— Objective 1 —
Add 84 to every coordinate in the answers of the rows that follow the album text below, and write out all lines of those rows again, requests included, but leave out the pictures.

— Text shown —
________________________________________
Feeling Strangely Fine is the second studio album by American rock band Semisonic. It is the follow up to the band's debut album Great Divide recorded at Seedy Underbelly Studio in Minneapolis, Minnesota. The album contains some of Semisonic's best-known songs, including the major radio hit "Closing Time", as well as the singles "Singing in My Sleep" and "Secret Smile". The song "Never You Mind" was featured in the 1999 film Never Been Kissed.

Recording
The band had over 60 new songs in mind as they went into the recording process and had three specific requirements when they decided they wanted to record a new album. First, they didn't want to record any demotapes beyond simple guitar and vocal basement sketches, meaning the album versions would be the first band recordings of the songs. Second, they wanted no deadline for the finished masters. Third, the trio wanted to create tracks for the album in various hi- and lo-tech settings around Minneapolis, and use their computers to meld the different sounds together. Nick Launay was brought in to produce the album and the band recorded twenty songs over the course of four months. They pared those down to sixteen, mixed them, and used the best twelve for the finished record.
________________________________________
— Material —
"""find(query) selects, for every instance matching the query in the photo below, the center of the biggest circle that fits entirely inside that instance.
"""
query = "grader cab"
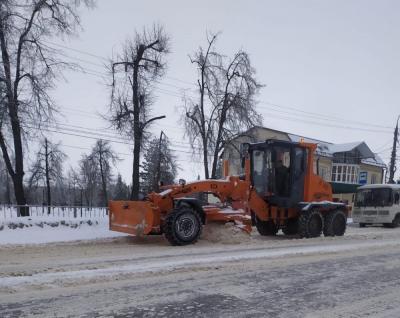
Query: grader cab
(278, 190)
________________________________________
— Objective 2 —
Return the whole Feeling Strangely Fine text above, word for word.

— Task solution 1 —
"""find(query) selects, for every instance matching the query in the photo below, the center of the biggest circle that fits entirely inside that instance.
"""
query = "grader cab"
Query: grader cab
(362, 274)

— Task solution 2 —
Feeling Strangely Fine is the second studio album by American rock band Semisonic. It is the follow up to the band's debut album Great Divide recorded at Seedy Underbelly Studio in Minneapolis, Minnesota. The album contains some of Semisonic's best-known songs, including the major radio hit "Closing Time", as well as the singles "Singing in My Sleep" and "Secret Smile". The song "Never You Mind" was featured in the 1999 film Never Been Kissed.

Recording
The band had over 60 new songs in mind as they went into the recording process and had three specific requirements when they decided they wanted to record a new album. First, they didn't want to record any demotapes beyond simple guitar and vocal basement sketches, meaning the album versions would be the first band recordings of the songs. Second, they wanted no deadline for the finished masters. Third, the trio wanted to create tracks for the album in various hi- and lo-tech settings around Minneapolis, and use their computers to meld the different sounds together. Nick Launay was brought in to produce the album and the band recorded twenty songs over the course of four months. They pared those down to sixteen, mixed them, and used the best twelve for the finished record.